Stated goal:
Rewrite the lines below, changing every "even-odd" to "nonzero" and leaving everything else as it is.

Data section:
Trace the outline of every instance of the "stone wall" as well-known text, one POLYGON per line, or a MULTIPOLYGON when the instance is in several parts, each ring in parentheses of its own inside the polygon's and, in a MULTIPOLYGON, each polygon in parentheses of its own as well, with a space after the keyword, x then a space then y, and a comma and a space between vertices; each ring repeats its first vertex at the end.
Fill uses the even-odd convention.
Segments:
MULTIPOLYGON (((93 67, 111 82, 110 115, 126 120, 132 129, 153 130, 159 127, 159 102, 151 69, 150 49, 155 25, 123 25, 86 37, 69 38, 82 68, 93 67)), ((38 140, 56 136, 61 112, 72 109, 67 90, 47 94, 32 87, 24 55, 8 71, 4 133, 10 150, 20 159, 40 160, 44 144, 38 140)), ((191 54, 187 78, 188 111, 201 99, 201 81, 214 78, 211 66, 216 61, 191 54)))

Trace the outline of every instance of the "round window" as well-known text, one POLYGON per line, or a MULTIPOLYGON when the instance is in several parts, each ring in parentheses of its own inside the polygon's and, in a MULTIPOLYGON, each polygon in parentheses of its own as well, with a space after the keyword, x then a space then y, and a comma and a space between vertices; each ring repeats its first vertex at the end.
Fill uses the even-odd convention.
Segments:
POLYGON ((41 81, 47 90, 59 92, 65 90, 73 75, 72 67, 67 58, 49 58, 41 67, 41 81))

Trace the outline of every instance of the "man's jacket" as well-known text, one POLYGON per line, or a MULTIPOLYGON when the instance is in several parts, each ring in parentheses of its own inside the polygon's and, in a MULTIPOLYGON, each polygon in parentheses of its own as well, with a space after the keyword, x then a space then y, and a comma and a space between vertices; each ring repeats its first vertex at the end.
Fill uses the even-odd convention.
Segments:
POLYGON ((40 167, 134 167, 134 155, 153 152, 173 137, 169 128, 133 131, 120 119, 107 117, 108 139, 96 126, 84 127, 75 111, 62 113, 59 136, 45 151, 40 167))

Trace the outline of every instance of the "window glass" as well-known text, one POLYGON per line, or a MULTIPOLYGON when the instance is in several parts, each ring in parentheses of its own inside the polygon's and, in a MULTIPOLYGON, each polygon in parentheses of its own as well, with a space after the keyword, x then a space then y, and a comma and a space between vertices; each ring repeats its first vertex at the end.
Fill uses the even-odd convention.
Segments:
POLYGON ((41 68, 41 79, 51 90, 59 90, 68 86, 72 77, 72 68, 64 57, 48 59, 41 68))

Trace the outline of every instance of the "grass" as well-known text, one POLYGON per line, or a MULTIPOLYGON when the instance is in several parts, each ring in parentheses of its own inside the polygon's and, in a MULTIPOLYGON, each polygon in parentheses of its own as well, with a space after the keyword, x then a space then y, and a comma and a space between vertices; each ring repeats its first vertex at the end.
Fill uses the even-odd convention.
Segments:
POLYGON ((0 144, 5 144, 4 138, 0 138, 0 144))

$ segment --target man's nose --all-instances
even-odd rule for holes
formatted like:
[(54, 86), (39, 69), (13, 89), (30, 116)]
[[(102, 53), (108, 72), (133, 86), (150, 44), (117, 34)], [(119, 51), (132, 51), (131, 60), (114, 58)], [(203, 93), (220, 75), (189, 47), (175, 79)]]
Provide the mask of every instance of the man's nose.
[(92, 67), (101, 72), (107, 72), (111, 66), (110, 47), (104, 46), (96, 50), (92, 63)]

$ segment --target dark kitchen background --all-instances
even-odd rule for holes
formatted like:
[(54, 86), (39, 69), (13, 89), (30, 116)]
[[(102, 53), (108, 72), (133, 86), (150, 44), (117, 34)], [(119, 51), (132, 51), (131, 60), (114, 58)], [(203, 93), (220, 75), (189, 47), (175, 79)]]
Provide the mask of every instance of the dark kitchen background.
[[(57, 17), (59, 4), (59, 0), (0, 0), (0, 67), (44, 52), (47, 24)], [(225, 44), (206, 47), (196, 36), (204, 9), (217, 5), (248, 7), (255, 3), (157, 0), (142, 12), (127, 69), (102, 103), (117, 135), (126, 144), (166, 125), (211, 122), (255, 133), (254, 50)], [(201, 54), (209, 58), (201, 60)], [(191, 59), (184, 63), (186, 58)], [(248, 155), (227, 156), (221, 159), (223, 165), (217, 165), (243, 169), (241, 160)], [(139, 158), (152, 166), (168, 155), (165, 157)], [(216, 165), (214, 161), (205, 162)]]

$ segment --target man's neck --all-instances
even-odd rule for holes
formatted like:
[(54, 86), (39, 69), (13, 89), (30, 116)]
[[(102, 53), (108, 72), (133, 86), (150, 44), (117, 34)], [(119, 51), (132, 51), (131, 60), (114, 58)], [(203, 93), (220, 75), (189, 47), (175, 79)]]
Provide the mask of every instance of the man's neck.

Output for this exercise:
Trace the outline of every instance of the "stone wall" as well-known text, one POLYGON per line, or a MULTIPOLYGON when the instance is in several parts, each ring in parentheses of its own inside the polygon's and, in a MULTIPOLYGON, each polygon in parentheses of its own as well, with a space after the keyword, x then a space then y, and a comma and a space between vertices; each ring repeats its first vertex at the end.
Fill uses the nonzero convention.
Segments:
MULTIPOLYGON (((93 67, 111 82, 110 115, 126 120, 132 129, 153 130, 159 127, 159 102, 151 69, 150 49, 155 25, 123 25, 86 37, 69 38, 82 68, 93 67)), ((38 140, 56 136, 61 112, 72 109, 67 90, 47 94, 32 87, 24 55, 8 71, 4 133, 10 150, 20 159, 40 160, 44 144, 38 140)), ((191 54, 187 78, 188 111, 201 99, 201 81, 214 78, 211 66, 216 61, 191 54)))

Trace the outline of every instance of the "round window" as well-known text, one POLYGON per line, or a MULTIPOLYGON when the instance is in several parts, each ring in parentheses of its own inside the polygon's and, in a MULTIPOLYGON, each polygon in parentheses of its own as well, with a space after the keyword, x then a space then y, and a comma and a space between vertices; each ring repeats its first vertex at the end.
Fill uses the nonzero convention.
Segments:
POLYGON ((41 81, 47 90, 59 92, 65 90, 73 75, 72 67, 67 58, 49 58, 41 67, 41 81))

Trace the outline of every instance of the "man's jacket" as well-known text, one POLYGON per line, or a MULTIPOLYGON when the instance is in several parts, each ring in parentheses of its own inside the polygon's and, in a MULTIPOLYGON, each polygon in parentheses of its own as well, with a space after the keyword, x then a space then y, and a comma and a space between vertices; each ring repeats its first vertex at the end.
Fill uses the nonzero convention.
Segments:
POLYGON ((40 167, 134 167, 134 155, 153 152, 173 137, 169 128, 133 131, 120 119, 107 117, 108 139, 96 126, 84 127, 75 111, 62 113, 59 136, 45 151, 40 167))

Trace the outline of every instance of the "window glass" as well-known text, one POLYGON per line, or a MULTIPOLYGON when the instance is in several parts, each ring in parentheses of its own inside the polygon's and, in a MULTIPOLYGON, each polygon in parentheses of its own as well, with a space after the keyword, x then a space then y, and a comma and a space between vertices; each ring repeats its first vertex at the end.
Fill uses the nonzero convention.
Segments:
POLYGON ((41 68, 41 79, 51 90, 59 90, 68 86, 72 77, 72 68, 64 57, 48 59, 41 68))

Trace the outline of every instance of the "grass" as well-known text, one POLYGON per line, or a MULTIPOLYGON when the instance is in several parts, each ring in parentheses of its own inside the polygon's and, in a MULTIPOLYGON, each polygon in parentheses of its own as well, with a space after the keyword, x then a space then y, and a comma and a space between vertices; each ring repeats its first vertex at the end.
Fill uses the nonzero convention.
Segments:
POLYGON ((0 144, 5 144, 4 138, 0 138, 0 144))

$ segment --target man's nose --all-instances
nonzero rule for holes
formatted like:
[(54, 86), (39, 69), (13, 89), (30, 116)]
[[(102, 53), (108, 72), (133, 86), (150, 44), (117, 34)], [(119, 51), (132, 51), (131, 60), (114, 58)], [(203, 93), (220, 75), (189, 47), (175, 79)]]
Provide the mask of every instance of the man's nose.
[(92, 67), (101, 72), (107, 72), (111, 66), (110, 47), (104, 46), (96, 50), (92, 63)]

$ segment --target dark kitchen background --all-instances
nonzero rule for holes
formatted like:
[(54, 86), (39, 69), (13, 89), (30, 116)]
[[(102, 53), (108, 72), (133, 86), (150, 44), (117, 34)], [(119, 51), (132, 51), (131, 60), (114, 58)], [(203, 93), (220, 75), (189, 47), (175, 79)]]
Provide the mask of every instance of the dark kitchen background.
[[(57, 17), (59, 4), (59, 0), (0, 0), (0, 67), (44, 52), (47, 24)], [(225, 44), (206, 47), (196, 36), (204, 9), (217, 5), (248, 7), (255, 3), (157, 0), (142, 12), (127, 69), (102, 103), (117, 135), (126, 144), (166, 125), (211, 122), (255, 133), (254, 50)], [(201, 54), (209, 58), (201, 60)], [(191, 59), (184, 63), (186, 58)], [(248, 155), (227, 156), (221, 159), (223, 165), (217, 165), (243, 169), (241, 160)], [(139, 158), (152, 166), (168, 155), (165, 157)], [(216, 165), (214, 161), (205, 162)]]

$ segment --target man's neck --all-instances
nonzero rule for holes
formatted like:
[(54, 86), (39, 69), (13, 89), (30, 116)]
[[(102, 53), (108, 72), (133, 86), (150, 44), (117, 34)], [(119, 51), (132, 51), (131, 60), (114, 58)], [(203, 93), (220, 75), (189, 47), (175, 79)]]
Provide the mask of every instance of the man's neck.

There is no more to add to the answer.